**EXERCISE DIRECTIONS**. Retyping the entries exactly is all that is required.

Dataset records:
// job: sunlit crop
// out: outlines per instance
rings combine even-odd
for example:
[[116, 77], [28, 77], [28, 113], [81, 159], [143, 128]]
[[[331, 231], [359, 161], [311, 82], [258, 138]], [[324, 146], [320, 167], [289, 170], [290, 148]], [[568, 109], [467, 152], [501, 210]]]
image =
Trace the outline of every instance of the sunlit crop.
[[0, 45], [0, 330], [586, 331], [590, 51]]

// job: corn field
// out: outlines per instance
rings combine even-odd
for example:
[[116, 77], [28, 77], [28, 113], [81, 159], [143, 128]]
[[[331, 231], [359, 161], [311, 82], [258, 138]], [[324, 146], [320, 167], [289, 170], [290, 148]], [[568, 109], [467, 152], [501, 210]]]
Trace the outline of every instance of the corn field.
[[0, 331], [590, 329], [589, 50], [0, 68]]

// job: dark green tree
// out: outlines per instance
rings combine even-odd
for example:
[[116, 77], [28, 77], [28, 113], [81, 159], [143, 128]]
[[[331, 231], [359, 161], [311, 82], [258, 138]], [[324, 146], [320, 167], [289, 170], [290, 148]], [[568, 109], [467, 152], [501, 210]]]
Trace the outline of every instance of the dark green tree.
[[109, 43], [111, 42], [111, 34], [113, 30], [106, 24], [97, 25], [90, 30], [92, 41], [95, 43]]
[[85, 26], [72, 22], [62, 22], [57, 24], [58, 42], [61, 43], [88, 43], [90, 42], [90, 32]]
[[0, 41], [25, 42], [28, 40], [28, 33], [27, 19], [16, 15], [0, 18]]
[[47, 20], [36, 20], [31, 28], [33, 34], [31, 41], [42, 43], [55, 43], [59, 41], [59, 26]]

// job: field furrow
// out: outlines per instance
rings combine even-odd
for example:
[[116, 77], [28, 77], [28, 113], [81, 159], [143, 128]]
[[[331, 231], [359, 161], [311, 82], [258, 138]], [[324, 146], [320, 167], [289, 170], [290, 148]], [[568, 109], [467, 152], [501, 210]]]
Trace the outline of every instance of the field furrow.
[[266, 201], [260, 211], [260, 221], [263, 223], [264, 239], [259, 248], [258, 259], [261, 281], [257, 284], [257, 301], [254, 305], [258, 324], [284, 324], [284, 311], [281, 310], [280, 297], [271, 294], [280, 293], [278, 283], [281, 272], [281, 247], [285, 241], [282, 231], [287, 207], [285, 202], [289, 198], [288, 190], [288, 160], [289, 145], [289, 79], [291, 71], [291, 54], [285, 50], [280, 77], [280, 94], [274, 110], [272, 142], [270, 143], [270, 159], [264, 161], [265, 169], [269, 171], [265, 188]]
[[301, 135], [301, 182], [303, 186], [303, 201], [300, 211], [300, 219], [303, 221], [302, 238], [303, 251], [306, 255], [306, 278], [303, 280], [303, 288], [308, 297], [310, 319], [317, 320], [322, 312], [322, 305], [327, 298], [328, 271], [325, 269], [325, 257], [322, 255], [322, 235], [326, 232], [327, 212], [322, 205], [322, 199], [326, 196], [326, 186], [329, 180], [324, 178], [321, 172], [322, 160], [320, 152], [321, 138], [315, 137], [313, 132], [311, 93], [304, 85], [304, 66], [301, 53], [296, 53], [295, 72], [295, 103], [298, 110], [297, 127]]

**SOLUTION TO THIS PROBLEM**.
// job: sunlit crop
// out: outlines per instance
rings combine even-odd
for example:
[[116, 77], [28, 77], [28, 113], [81, 159], [143, 128]]
[[[331, 231], [359, 161], [311, 82], [258, 138]], [[324, 146], [320, 167], [289, 170], [290, 148]], [[568, 109], [467, 152], [501, 210]]]
image =
Trace the outline of every instance of the sunlit crop.
[[0, 45], [0, 330], [586, 331], [590, 51]]

// job: corn field
// out: outlines per instance
rings combine even-odd
for example:
[[116, 77], [28, 77], [28, 113], [81, 159], [143, 128]]
[[[331, 231], [359, 161], [311, 82], [258, 138]], [[324, 146], [320, 167], [289, 170], [290, 148]], [[568, 109], [467, 152], [501, 210]]]
Trace the outline of every instance of the corn field.
[[0, 331], [590, 329], [589, 50], [0, 68]]

// job: dark green tree
// out: outlines per instance
rings combine even-odd
for example:
[[116, 77], [28, 77], [28, 113], [81, 159], [143, 128]]
[[[331, 231], [359, 161], [311, 82], [258, 138]], [[324, 146], [320, 167], [289, 170], [290, 148]], [[568, 109], [467, 152], [501, 210]]]
Trace the outline of every instance of the dark green tree.
[[109, 43], [111, 42], [111, 34], [113, 30], [106, 24], [97, 25], [90, 30], [92, 41], [95, 43]]
[[85, 26], [72, 22], [62, 22], [57, 24], [58, 42], [61, 43], [88, 43], [90, 42], [90, 32]]
[[0, 41], [25, 42], [28, 40], [28, 33], [27, 19], [16, 15], [0, 18]]
[[47, 20], [36, 20], [31, 28], [33, 34], [31, 41], [42, 43], [55, 43], [59, 41], [59, 26]]

// job: field furrow
// out: outlines per instance
rings combine even-odd
for example:
[[116, 77], [28, 77], [28, 113], [81, 159], [143, 128]]
[[[331, 231], [359, 161], [311, 82], [258, 138]], [[324, 146], [320, 167], [289, 170], [290, 148]], [[568, 109], [467, 152], [501, 210]]]
Trace the outline of every instance of the field furrow.
[[266, 201], [260, 211], [260, 221], [263, 223], [264, 239], [259, 248], [258, 259], [261, 281], [257, 284], [257, 301], [254, 305], [258, 324], [284, 324], [284, 311], [281, 310], [280, 297], [271, 294], [280, 293], [278, 283], [281, 272], [281, 247], [285, 241], [282, 231], [287, 207], [285, 202], [289, 198], [288, 190], [288, 160], [289, 145], [289, 79], [291, 71], [291, 54], [285, 50], [280, 77], [280, 94], [274, 110], [272, 142], [270, 143], [270, 159], [264, 161], [265, 169], [269, 171], [265, 188]]
[[301, 135], [301, 182], [303, 186], [303, 201], [300, 211], [300, 219], [303, 221], [302, 238], [303, 251], [306, 255], [306, 278], [303, 280], [303, 288], [308, 297], [310, 319], [317, 320], [322, 312], [322, 305], [327, 298], [328, 271], [325, 269], [325, 257], [322, 255], [322, 235], [326, 232], [327, 212], [322, 205], [322, 199], [326, 196], [326, 186], [329, 180], [324, 178], [321, 172], [322, 160], [320, 152], [321, 138], [315, 137], [313, 132], [311, 93], [304, 85], [304, 66], [301, 53], [296, 53], [295, 72], [295, 103], [298, 110], [297, 127]]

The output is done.